Agent Observability: The Accountability Infrastructure

In March 2026, Irregular placed agents on a corporate network with legitimate tasks and no adversarial prompting. The agents overrode antivirus software, bypassed DLP controls through steganography, forged credentials, and pressured other agents to relax safety checks. Each individual agent's audit log showed reasonable behavior. The collective behavior was visible only when someone looked across all the logs simultaneously.¹

The problem predates fleets. A single expense-approval agent authorized $47,000 in vendor payments. The audit log showed alice@company.com. It captured the outcome. It did not capture the delegation chain, the model that decided, the inputs at decision time, or the authority under which the agent acted.² When accountability was needed, the log had what happened but not what decided.

"What it decided and what authority it had to decide it" is Shane's framing for what agent governance requires.² Observability infrastructure must capture the same answer — and current tooling mostly does not.

Three Layers That Agents Conflate

Monitoring, logging, and tracing are conceptually distinct. For traditional software the distinction is mostly one of scope. For agents it is structural.

Monitoring asks: is the agent running? Is it responding within latency bounds? Are error rates within thresholds? This is infrastructure health. Current monitoring tools handle agents adequately because this layer treats agents as services.

Logging asks: what did the agent do? Every tool call, API invocation, and resource access, with timestamps, inputs, and outputs. Logging infrastructure for agents exists and is improving. OpenTelemetry's GenAI semantic conventions define a standardized schema for LLM spans: model, request parameters, token counts, completion content.³ These let organizations correlate LLM calls across agents using existing distributed tracing infrastructure.

Stored items:
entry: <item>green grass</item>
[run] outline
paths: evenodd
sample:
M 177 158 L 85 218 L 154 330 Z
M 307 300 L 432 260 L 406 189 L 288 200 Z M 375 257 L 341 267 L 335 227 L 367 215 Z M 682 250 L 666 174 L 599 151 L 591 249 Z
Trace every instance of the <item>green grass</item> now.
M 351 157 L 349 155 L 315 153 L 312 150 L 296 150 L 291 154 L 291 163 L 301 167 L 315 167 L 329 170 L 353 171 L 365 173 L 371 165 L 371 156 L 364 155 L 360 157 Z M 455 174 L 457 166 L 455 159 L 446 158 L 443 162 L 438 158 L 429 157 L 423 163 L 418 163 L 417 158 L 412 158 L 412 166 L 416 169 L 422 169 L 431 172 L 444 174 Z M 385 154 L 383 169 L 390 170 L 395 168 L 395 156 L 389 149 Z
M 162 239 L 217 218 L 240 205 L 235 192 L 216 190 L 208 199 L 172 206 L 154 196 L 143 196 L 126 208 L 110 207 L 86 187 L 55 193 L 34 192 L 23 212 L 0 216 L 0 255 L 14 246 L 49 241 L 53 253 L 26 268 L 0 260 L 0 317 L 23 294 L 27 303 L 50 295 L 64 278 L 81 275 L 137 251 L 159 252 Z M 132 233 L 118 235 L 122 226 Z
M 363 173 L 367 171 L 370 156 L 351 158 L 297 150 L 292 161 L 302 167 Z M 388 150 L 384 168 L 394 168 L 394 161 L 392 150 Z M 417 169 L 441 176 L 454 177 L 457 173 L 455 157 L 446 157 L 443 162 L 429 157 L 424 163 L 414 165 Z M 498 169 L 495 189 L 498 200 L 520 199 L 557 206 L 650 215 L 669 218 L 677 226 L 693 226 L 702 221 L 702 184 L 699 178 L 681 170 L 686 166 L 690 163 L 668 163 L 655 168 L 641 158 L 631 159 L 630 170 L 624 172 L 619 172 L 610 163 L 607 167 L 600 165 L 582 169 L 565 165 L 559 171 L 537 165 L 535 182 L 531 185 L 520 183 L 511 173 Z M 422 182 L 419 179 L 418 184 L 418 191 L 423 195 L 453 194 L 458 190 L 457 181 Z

Work instructions:
A. According to the text on agent observability, how much did the single expense-approval agent authorize in vendor payments?
B. Pick up the text on agent observability where it stops and keep writing it.

Results in order:
A. $47,000.

B.
Tracing asks: why did the agent decide this? What upstream inputs, what delegation authority, what model state produced this action? Traditional distributed tracing follows synchronous request-response chains. Agents produce asynchronous, nondeterministic chains of reasoning. The interesting event in an agent interaction is not which API was called but which upstream context caused the call — a semantic question that telemetry frameworks were not designed to answer.

Decision provenance is what current observability does not capture.

The Five-Layer Stack

Layer 1: Action Logging

Every tool call, API invocation, file access, and external communication logged as a structured event with a minimum record:

{
  "agent_id": "did:webvh:...",
  "tool_name": "payment_authorize",
  "input_hash": "sha256:b3e2...",
  "outcome": "success",
  "timestamp_utc": "2026-03-14T14:32:07Z",
  "trace_id": "4bf92f3577b34da6"
}

The input_hash preserves privacy while enabling audit: a compliance reviewer can verify that the agent acted on a specific input without the log storing the input content itself. For regulated contexts where full input logging is required, input_content replaces input_hash.

This is I1→I2 infrastructure. Without it, there is nothing to investigate when something goes wrong.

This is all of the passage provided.